| Exercise objective |
Repeat the material exactly, every line of it.

| Data in this exercise |
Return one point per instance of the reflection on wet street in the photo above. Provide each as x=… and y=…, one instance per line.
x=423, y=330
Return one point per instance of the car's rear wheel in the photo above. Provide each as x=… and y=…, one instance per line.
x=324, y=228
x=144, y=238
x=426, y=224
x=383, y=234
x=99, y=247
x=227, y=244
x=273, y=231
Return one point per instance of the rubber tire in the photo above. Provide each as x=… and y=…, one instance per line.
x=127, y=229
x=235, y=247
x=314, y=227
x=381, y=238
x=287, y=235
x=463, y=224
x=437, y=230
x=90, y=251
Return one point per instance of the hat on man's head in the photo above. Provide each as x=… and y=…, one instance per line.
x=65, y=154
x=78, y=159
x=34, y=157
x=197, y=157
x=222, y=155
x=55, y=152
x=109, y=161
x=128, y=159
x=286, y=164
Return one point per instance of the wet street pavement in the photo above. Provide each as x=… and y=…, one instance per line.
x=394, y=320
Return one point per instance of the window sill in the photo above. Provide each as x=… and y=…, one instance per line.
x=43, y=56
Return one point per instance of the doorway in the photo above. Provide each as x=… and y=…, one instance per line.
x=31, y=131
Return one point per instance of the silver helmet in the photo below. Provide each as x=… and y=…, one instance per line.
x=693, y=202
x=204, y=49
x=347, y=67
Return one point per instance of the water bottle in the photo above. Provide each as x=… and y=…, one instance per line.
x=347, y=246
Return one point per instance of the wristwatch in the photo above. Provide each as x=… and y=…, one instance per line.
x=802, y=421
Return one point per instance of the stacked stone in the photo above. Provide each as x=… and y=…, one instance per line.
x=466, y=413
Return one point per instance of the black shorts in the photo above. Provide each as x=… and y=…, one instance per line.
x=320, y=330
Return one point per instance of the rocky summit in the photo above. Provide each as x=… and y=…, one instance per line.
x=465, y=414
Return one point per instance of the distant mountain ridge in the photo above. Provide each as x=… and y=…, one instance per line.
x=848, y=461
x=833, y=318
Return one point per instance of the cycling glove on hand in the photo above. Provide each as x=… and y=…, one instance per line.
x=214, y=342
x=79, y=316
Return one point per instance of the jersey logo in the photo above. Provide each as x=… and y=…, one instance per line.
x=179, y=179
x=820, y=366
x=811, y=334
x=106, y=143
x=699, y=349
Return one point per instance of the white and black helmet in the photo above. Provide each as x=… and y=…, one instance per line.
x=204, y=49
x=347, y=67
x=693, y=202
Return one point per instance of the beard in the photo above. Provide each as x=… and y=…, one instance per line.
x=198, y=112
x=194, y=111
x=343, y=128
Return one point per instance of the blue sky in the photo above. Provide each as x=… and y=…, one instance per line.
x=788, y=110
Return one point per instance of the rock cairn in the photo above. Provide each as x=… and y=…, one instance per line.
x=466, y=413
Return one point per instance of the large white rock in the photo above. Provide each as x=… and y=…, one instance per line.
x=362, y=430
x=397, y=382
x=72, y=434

| Exercise solution |
Return one point per instance of the reflection on wet street in the photo above. Provide each as x=… and y=…, one instance per line.
x=423, y=330
Return one point per instance of the car's rear wheel in the photo above. Provide each as x=… and y=…, one instance per line.
x=324, y=228
x=144, y=238
x=426, y=224
x=383, y=234
x=99, y=247
x=227, y=244
x=273, y=231
Return one point per instance of the rubber tire in the photo above. Provide each as x=… and y=…, one instance per line.
x=127, y=229
x=235, y=247
x=314, y=227
x=381, y=238
x=287, y=235
x=463, y=224
x=437, y=230
x=90, y=251
Return one point per instance of the hat on man's head in the photo above. Provide each as x=… and y=…, one instance per line.
x=65, y=154
x=78, y=159
x=34, y=157
x=197, y=157
x=222, y=155
x=55, y=152
x=109, y=161
x=128, y=159
x=286, y=164
Return one point per instance of the wet street pavement in the photo above. Provide each as x=… and y=…, one instance per line.
x=394, y=320
Return one point per instance of the window sill in the photo above. Provide each as x=… and y=…, one instance per line.
x=43, y=56
Return one point per instance of the doorway in the photo above. Provide each as x=… and y=…, one instance per line.
x=31, y=131
Return one point per instance of the silver helmet in the photo below. Provide each as x=… and y=…, one instance per line.
x=693, y=202
x=204, y=49
x=347, y=67
Return one point per instance of the water bottle in the photo above. Provide each as x=… and y=…, one instance per line.
x=347, y=246
Return one point per instance of the wristwatch in the photo above. Provide each as x=… and y=…, one instance per line.
x=802, y=421
Return one point per instance of the stacked stone in the photo above. Provide each as x=… and y=…, one instance per line.
x=466, y=413
Return one point per instance of the black shorts in the photo above. Provide each as x=… and y=…, one instance per line.
x=320, y=330
Return one point per instance of the rocky summit in the photo above. Provide each as x=… and y=…, one instance per line.
x=465, y=414
Return one point per instance of the distant mountain ridge in the photo above. Provide each as x=… and y=…, one instance per line.
x=848, y=461
x=833, y=318
Return one point per instance of the cycling glove on hand in the photo above. Provide each as x=… and y=…, one instance per line.
x=214, y=342
x=79, y=316
Return one point per instance of the jersey logo in the photo above. Provide each as x=… and y=…, one instance per line.
x=179, y=179
x=820, y=366
x=811, y=334
x=106, y=143
x=699, y=349
Return one point per instance of the white and black helmet in the photo above. Provide each as x=… and y=…, one instance per line.
x=204, y=49
x=347, y=67
x=693, y=202
Return one point per instance of the beard in the photo above. Provide each as x=… and y=…, one instance per line.
x=198, y=112
x=194, y=111
x=343, y=128
Return one point per instance of the blue sky in the photo above. Provide each as x=… and y=…, one instance per line.
x=788, y=110
Return one point per instance of the rock cairn in the photo above. Provide each as x=… and y=…, one instance per line.
x=466, y=413
Return one point per instance of the large white rock in the photo above. Provide each as x=… and y=…, one instance per line.
x=362, y=430
x=397, y=382
x=72, y=434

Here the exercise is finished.